Exercise prompt
Please copy word for word the rows from the line holding "Could you please locate the woman in" through the end of the rows, both ends included.

Point labeling examples:

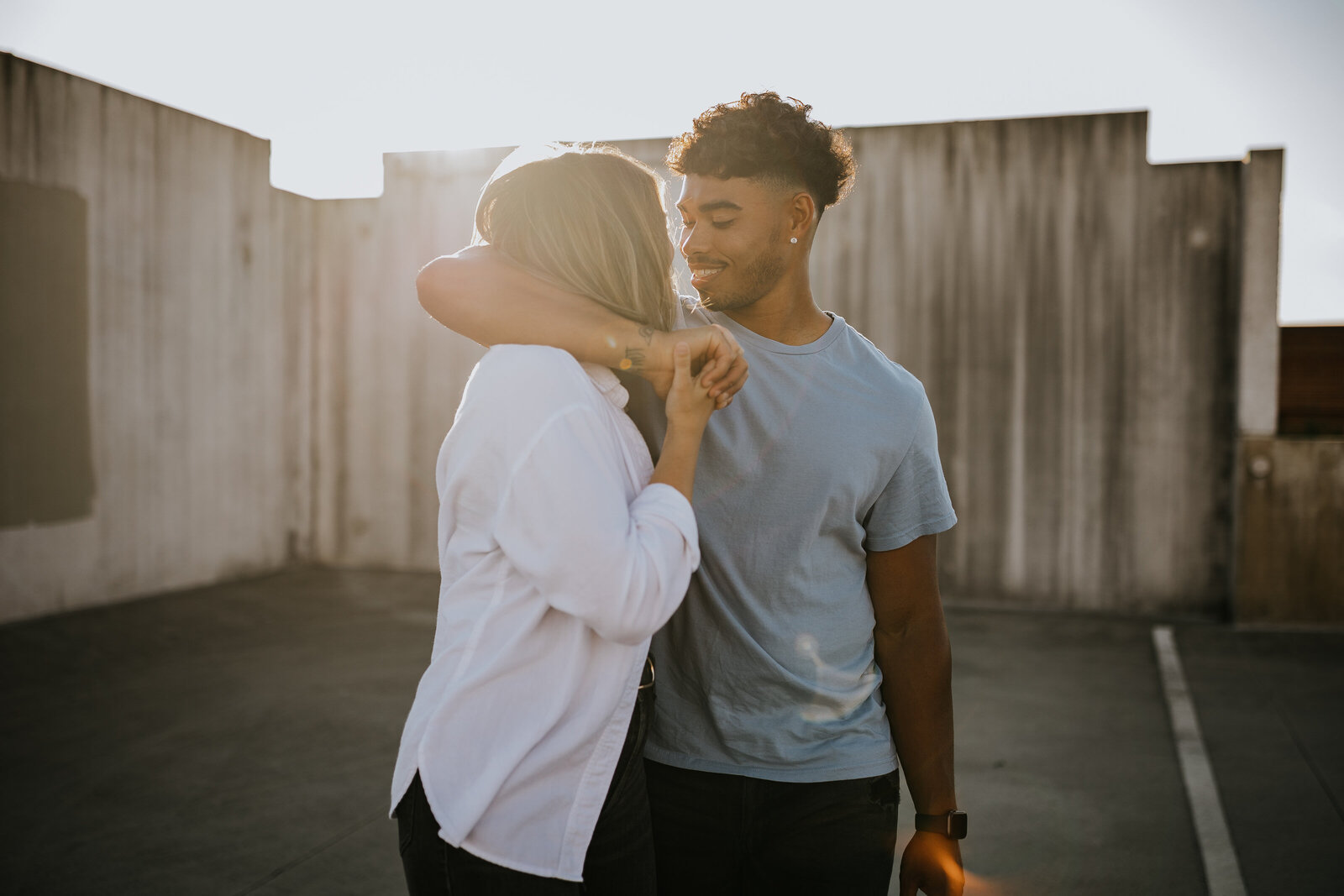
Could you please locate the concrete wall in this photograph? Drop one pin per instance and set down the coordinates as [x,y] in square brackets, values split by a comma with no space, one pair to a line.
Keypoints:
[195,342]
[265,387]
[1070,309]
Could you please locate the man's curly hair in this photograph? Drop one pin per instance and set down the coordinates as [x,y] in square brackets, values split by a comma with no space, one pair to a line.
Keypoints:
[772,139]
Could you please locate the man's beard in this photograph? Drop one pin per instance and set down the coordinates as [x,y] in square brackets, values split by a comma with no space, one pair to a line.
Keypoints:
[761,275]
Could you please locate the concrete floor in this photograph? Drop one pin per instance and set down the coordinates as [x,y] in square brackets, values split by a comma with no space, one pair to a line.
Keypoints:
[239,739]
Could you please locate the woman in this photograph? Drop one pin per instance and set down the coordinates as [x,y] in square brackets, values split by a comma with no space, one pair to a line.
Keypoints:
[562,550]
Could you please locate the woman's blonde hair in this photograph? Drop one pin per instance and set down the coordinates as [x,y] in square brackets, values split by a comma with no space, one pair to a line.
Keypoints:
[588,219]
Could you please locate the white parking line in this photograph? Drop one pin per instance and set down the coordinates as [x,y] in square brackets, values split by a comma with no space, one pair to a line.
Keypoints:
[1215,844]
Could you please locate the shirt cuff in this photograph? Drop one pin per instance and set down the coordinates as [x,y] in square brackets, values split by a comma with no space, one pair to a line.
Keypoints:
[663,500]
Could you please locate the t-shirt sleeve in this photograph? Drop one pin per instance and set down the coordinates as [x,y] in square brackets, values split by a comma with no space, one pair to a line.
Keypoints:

Exercise output
Could you please locate the woman in this photograph? Drop one pin per instance and set down the coordinates as [x,y] in square brackets, values split by a comma with no space, one pair to a line.
Keypoints:
[562,550]
Could you please locate the woman's blonde hair in this photograph? Drop one pin per instance and set down the coordinates as [x,y] in square brackets, values split by a comma with no space, one pair to a line.
Keypoints:
[588,219]
Could you please locate the white parking line in this photograph? Drop one pin per instance and set down the coordinates as [x,y] in square brackets, values split by a comma with no space, one pair to a line.
Keypoints:
[1215,844]
Could you please locate the shirt cuff in this photograph? Drop one pin per instance and set down the coordinates as [x,y] in square brackets, values split by a comma with no space, one pair to a line.
Keypoints:
[663,500]
Could you please locate the t-shirt sleeve in this photograph? Drop one pin per instance and set down the coordinates as [x,y] in square brackets, values split by a comma with no space, one pair to a line.
Keypoints:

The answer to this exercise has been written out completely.